VoiceCraft is a text to speech (TTS) and speech editing project written by Puyuan Peng which provides some interesting results for voice cloning with just a few seconds of input data. If you’re looking to try this tool out yourself but have hit some hurdles, I’ve created this guide which walks you through its use on Windows using Docker. You should have a little familiarity with Python to be able to use this tool.
What do you need?
During installation a significant amount of system memory is required otherwise you may experience swapping and a long setup time.
For the fullest experience using this software, it has some serious hardware requirements that you should make sure you can meet. It is VRAM hungry – this is from your GPU – but you may be able to make it work if you have a significant amount of RAM, as by default up to 50% of it will be provided as shared GPU memory.
You’ll need a total of 32GB available GPU memory. This can either be dedicated VRAM (e.g., an NVIDIA Tesla V100 workstation GPU), or a combination of VRAM and 50% system RAM (e.g., 16GB GPU, and 32GB of total system RAM).
However, if you do not have this much memory available, VoiceCraft’s kvcache
setting can make it possible to run simpler activities, including voice cloning, with 8GB total GPU memory. In my own testing, kvcache
did not affect the speed of voice cloning.
Final caveat, some features may also work fine purely on your CPU, but I gave up testing it after 7 minutes of it pegging 8 cores at 100% on an AMD Ryzen 7. For comparison, my GPU completes the demo workbook in 35 seconds.
Last of all you’ll need at least 16GB of free disk space.
Setup
You’re going to need to,
- Install Docker Desktop
- Enable Docker Desktop WSL2
- Build and run VoiceCraft container
Docker Desktop
Follow the official installation docs here: https://docs.docker.com/desktop/install/windows-install/
Ensure Docker is installed properly by running docker version
in PowerShell.
Enable Docker Desktop WSL2
Follow the official setup docs here: https://docs.docker.com/desktop/wsl/#turn-on-docker-desktop-wsl-2
Once complete, ensure your GPU works with Docker: https://docs.docker.com/desktop/gpu/
Build and run VoiceCraft container
To build the VoiceCraft container download and extract a zip of the master branch, either visit the repository on github.com and download from the Download ZIP link in the green Code button, or click here: https://github.com/jasonppy/VoiceCraft/archive/refs/heads/master.zip
Follow the QuickStart Docker section or these abridged instructions:
cd VoiceCraft
docker build --tag "voicecraft" .

MATERIAL SHOWN -

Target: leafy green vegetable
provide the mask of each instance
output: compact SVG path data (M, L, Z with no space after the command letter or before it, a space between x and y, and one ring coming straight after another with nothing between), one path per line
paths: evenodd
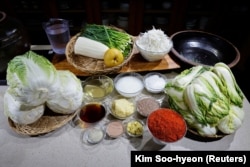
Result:
M62 114L71 114L82 105L81 81L70 71L56 70L48 59L33 51L9 62L7 84L4 113L19 124L37 121L45 105Z
M99 41L109 48L121 50L126 57L132 49L131 36L117 29L105 25L87 24L82 30L80 36L84 36Z
M23 105L43 104L49 93L57 90L53 84L57 72L53 64L33 51L13 58L7 67L8 92Z
M202 136L231 134L242 124L243 93L224 63L184 70L166 84L165 93L169 106Z

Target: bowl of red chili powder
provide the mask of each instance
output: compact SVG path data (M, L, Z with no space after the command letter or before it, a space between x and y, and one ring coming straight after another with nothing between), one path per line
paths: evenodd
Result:
M147 118L147 126L154 141L167 144L182 139L187 132L187 125L179 113L169 108L159 108Z

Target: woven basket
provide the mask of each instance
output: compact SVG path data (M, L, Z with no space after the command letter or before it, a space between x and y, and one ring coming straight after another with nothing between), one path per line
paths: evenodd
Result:
M76 39L80 33L73 36L66 46L66 58L67 61L73 65L76 69L89 74L89 75L101 75L101 74L113 74L121 70L121 68L126 65L132 56L135 54L136 49L133 42L133 48L131 49L130 54L126 57L126 59L118 66L114 67L105 67L104 61L99 59L90 58L87 56L77 55L74 53L74 45ZM134 38L132 37L134 41Z
M44 115L36 122L28 125L17 124L8 118L10 127L18 134L37 136L52 132L61 128L76 115L77 111L72 114L57 114L46 109Z

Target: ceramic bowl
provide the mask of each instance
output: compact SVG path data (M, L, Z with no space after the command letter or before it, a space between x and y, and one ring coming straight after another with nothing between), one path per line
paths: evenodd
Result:
M120 73L114 79L116 91L124 97L135 97L144 89L143 77L135 72Z
M148 92L160 93L164 91L167 77L158 72L150 72L143 77L143 83Z
M240 52L231 42L212 33L185 30L170 38L173 41L171 52L189 65L213 66L223 62L231 68L240 60Z
M134 114L136 110L134 98L121 95L114 96L109 102L110 114L117 119L126 119Z
M187 132L182 115L169 108L159 108L152 112L147 117L147 127L153 140L163 145L181 140Z
M144 133L144 123L139 119L131 119L125 123L125 130L130 137L140 137Z

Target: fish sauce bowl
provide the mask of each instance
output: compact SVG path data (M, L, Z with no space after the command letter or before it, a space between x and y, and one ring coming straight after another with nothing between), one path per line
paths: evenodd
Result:
M160 145L181 140L187 132L186 121L176 111L159 108L147 118L147 127L153 140Z
M173 55L192 66L213 66L223 62L232 68L240 60L240 52L231 42L209 32L184 30L170 38L173 41Z

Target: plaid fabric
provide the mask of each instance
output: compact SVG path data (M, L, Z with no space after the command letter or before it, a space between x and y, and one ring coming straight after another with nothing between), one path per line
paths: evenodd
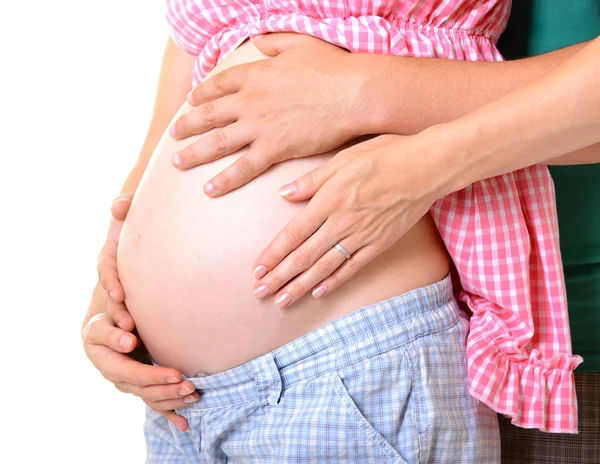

JOB - Please return the passage of the VoiceCraft guide starting at "VoiceCraft is a" and ending at "shared GPU memory.", copied word for word. The data above were drawn from a separate source.

WRITTEN REPLY -
VoiceCraft is a text to speech (TTS) and speech editing project written by Puyuan Peng which provides some interesting results for voice cloning with just a few seconds of input data. If you’re looking to try this tool out yourself but have hit some hurdles, I’ve created this guide which walks you through its use on Windows using Docker. You should have a little familiarity with Python to be able to use this tool.
What do you need?
During installation a significant amount of system memory is required otherwise you may experience swapping and a long setup time.
For the fullest experience using this software, it has some serious hardware requirements that you should make sure you can meet. It is VRAM hungry – this is from your GPU – but you may be able to make it work if you have a significant amount of RAM, as by default up to 50% of it will be provided as shared GPU memory.